◆ DO THIS
Count the lines in the listing below that contain the word "metal", matching case exactly, and reply with only that number.
========
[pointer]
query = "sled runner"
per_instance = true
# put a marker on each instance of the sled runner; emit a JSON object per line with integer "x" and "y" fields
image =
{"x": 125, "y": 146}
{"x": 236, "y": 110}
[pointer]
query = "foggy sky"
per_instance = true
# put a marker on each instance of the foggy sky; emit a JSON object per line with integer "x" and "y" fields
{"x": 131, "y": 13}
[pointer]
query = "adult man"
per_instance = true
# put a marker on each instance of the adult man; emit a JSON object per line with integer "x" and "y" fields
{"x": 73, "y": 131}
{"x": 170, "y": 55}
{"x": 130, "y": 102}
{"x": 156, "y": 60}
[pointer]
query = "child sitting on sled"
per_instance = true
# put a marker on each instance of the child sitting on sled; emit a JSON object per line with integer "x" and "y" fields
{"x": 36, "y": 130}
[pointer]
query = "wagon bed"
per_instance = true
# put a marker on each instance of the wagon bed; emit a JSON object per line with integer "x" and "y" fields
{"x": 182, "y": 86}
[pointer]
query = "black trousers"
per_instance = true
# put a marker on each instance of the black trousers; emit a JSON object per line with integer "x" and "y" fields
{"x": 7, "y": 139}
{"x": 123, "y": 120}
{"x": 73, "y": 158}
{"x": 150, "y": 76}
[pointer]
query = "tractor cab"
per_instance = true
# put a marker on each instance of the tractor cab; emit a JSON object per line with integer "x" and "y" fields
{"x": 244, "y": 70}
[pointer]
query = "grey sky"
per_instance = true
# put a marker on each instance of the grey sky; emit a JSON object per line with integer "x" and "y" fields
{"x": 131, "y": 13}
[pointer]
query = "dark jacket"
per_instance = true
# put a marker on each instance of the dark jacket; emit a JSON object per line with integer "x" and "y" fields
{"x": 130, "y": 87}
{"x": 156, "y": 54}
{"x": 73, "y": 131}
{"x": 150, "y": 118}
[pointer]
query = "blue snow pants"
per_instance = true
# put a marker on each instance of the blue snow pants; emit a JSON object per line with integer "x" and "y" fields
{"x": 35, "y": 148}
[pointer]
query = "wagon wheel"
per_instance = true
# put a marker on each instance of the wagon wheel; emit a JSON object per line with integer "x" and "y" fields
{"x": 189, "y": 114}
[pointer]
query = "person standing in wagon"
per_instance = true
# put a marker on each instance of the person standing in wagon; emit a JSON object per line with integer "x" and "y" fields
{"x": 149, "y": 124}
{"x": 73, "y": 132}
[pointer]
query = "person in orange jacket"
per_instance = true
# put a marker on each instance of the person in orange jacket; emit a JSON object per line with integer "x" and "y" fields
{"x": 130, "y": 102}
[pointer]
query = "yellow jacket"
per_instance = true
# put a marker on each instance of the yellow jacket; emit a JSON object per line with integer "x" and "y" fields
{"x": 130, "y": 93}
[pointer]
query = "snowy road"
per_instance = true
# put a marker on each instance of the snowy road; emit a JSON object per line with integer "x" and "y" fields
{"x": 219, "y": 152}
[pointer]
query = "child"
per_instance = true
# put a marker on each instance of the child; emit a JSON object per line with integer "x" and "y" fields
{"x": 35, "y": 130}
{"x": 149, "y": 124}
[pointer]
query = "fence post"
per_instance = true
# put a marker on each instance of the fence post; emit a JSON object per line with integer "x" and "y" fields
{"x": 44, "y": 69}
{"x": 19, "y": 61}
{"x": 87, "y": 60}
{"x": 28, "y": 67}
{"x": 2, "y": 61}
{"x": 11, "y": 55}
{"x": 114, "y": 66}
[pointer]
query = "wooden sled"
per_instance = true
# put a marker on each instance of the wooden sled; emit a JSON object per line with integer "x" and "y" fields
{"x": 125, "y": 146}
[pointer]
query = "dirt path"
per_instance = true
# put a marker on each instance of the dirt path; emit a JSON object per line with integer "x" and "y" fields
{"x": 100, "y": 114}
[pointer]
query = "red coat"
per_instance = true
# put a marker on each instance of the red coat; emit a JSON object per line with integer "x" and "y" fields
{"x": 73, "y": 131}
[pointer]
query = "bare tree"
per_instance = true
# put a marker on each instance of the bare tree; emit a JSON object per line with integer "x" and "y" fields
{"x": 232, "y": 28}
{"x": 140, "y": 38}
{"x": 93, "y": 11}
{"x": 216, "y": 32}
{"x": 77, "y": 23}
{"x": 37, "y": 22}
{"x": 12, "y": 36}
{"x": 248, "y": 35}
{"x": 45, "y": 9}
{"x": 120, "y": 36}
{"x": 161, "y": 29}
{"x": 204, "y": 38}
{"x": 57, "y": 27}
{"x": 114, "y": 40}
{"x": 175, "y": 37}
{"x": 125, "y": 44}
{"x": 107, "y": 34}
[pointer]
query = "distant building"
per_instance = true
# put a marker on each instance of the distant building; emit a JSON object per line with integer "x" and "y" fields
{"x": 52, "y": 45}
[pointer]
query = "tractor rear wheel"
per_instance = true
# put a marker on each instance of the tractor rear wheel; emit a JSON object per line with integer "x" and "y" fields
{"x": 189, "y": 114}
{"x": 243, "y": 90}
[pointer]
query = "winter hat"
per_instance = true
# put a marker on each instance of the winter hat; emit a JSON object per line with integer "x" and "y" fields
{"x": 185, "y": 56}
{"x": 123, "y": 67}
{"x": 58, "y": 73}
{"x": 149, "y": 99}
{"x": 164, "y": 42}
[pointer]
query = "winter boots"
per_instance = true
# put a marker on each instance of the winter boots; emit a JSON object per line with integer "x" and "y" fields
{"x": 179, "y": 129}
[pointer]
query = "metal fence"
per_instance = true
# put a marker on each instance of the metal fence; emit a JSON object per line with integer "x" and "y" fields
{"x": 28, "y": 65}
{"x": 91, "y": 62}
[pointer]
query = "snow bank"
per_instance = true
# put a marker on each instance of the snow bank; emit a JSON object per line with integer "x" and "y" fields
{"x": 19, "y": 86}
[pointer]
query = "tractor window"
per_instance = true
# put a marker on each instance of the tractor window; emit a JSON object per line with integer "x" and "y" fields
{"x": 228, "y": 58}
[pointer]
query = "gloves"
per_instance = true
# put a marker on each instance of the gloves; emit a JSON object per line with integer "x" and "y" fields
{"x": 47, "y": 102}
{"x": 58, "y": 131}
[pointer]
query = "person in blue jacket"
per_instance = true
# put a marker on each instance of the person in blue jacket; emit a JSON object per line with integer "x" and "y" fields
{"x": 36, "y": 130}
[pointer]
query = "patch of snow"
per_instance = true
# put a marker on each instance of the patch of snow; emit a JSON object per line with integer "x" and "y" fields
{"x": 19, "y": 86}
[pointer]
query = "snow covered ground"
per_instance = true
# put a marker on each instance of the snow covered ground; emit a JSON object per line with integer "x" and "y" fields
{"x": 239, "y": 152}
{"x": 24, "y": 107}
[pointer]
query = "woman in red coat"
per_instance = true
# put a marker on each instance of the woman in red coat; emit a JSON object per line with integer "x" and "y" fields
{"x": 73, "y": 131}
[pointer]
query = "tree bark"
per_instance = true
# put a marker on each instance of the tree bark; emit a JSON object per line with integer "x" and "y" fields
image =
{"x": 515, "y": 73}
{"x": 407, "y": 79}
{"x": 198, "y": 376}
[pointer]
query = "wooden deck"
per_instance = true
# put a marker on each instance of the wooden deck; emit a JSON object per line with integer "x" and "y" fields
========
◆ REPLY
2